» Task brief: Locate each line in the entries below that contains the word "table", and copy every such line.
>> Begin Records for this exercise
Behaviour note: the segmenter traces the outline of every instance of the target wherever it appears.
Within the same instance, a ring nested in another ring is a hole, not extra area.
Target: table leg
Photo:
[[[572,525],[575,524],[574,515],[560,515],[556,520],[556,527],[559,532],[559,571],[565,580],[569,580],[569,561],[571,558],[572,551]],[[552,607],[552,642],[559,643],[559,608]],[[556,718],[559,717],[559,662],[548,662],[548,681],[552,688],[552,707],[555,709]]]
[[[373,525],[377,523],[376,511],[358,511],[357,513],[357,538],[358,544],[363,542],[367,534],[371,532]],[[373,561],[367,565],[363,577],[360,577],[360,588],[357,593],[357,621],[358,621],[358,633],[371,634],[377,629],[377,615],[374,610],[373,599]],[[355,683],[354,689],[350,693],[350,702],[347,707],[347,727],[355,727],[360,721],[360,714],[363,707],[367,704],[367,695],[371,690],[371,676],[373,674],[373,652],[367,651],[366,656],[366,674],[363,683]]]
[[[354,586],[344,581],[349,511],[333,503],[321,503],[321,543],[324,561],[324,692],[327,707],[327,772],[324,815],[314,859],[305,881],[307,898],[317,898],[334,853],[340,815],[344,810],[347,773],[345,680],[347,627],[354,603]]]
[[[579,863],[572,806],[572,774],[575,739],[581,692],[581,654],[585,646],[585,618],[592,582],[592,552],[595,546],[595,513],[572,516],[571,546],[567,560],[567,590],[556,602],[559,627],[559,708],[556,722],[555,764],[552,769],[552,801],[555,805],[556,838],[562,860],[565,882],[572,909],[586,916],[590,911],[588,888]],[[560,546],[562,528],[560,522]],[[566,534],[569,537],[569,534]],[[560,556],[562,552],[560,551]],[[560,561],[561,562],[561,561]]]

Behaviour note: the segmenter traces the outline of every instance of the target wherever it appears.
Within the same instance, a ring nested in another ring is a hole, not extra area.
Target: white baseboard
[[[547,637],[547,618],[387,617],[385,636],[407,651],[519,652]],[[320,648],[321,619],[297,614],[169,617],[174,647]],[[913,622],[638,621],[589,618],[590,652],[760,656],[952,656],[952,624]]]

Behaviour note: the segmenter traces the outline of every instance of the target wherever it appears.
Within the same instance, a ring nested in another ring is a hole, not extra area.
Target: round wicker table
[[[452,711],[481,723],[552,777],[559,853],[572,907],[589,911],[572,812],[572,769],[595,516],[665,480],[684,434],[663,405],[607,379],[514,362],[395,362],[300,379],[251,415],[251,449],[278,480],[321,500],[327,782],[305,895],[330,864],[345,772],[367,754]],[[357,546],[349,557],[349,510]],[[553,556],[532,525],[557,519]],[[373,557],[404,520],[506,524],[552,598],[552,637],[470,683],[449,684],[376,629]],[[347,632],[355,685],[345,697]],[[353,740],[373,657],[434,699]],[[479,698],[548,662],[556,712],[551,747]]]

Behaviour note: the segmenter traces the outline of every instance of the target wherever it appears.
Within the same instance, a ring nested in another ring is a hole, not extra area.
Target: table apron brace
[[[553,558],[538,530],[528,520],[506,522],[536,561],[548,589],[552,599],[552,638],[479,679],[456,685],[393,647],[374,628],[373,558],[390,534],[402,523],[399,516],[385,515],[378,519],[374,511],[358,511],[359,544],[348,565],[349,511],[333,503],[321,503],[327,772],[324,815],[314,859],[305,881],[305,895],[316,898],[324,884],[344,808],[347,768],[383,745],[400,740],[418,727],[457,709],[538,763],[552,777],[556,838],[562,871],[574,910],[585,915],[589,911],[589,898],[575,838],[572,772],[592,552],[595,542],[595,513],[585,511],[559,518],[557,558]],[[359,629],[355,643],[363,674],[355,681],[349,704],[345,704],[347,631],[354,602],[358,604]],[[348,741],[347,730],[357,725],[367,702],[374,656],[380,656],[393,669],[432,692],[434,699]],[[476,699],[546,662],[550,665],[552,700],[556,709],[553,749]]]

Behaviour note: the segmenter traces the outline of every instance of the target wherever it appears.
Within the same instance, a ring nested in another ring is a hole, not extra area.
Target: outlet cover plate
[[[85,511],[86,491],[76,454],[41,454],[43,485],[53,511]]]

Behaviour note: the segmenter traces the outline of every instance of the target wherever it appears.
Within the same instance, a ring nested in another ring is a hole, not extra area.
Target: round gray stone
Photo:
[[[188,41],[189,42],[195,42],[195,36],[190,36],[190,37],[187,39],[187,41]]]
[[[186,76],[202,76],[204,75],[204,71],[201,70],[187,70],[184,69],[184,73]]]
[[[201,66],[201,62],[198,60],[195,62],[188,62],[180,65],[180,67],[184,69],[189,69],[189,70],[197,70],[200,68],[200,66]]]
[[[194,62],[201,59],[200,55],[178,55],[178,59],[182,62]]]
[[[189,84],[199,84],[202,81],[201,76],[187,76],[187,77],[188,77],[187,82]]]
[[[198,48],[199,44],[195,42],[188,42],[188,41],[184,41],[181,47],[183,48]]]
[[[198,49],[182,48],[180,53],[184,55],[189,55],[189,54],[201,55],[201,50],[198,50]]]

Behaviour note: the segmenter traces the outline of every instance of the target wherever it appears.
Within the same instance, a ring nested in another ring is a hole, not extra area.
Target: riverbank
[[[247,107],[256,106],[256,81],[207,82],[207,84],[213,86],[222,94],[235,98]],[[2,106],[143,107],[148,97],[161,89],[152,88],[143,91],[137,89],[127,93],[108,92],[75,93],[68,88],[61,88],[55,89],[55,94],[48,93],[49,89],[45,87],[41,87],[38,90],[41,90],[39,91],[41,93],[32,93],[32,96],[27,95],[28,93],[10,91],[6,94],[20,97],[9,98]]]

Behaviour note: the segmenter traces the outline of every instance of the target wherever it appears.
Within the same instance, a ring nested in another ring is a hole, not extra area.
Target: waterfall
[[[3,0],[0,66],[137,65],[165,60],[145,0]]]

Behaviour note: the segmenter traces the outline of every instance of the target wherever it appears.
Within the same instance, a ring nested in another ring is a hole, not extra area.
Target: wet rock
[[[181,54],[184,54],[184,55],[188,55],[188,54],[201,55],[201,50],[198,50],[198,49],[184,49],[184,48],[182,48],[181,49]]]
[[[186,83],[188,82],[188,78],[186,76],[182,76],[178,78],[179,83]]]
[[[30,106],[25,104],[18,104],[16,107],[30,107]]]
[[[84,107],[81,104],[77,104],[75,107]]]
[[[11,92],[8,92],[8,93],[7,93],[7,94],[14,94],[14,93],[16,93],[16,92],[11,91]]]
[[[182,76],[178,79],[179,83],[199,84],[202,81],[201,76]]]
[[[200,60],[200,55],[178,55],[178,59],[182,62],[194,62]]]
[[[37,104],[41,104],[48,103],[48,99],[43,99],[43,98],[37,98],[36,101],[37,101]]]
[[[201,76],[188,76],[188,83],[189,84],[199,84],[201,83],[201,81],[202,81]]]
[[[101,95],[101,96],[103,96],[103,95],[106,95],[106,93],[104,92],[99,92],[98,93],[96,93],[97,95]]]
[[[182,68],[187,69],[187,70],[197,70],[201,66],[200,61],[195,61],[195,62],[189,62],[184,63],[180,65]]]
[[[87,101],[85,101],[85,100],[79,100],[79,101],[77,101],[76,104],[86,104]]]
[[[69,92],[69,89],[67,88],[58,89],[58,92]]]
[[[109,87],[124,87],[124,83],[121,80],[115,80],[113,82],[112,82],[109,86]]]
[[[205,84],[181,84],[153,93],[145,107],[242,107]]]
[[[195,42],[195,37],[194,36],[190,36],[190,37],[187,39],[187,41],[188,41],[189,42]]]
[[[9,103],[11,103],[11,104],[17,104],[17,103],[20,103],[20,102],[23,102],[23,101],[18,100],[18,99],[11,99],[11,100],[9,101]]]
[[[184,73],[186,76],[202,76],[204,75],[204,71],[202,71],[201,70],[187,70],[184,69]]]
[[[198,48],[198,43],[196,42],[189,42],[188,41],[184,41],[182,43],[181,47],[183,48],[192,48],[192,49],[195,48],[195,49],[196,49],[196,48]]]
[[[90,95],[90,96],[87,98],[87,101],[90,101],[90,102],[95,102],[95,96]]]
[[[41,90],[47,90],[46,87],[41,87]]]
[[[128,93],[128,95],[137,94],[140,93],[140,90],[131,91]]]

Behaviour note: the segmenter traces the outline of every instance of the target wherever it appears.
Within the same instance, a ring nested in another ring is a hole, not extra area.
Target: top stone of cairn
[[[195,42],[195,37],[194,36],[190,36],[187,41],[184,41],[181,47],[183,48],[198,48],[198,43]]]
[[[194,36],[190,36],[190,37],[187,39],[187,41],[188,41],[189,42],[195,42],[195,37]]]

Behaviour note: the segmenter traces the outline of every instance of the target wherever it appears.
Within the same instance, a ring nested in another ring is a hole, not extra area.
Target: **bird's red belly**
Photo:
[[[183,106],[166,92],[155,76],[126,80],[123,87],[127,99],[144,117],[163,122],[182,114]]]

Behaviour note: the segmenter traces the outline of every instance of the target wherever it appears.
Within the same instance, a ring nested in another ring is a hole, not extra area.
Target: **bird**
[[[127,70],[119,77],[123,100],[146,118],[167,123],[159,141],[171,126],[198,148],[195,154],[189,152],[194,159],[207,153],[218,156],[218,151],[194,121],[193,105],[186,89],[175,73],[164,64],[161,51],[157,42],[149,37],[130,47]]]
>> End Records for this exercise
» Solution for this task:
Target: table leg
Target: round wicker table
Target: table apron brace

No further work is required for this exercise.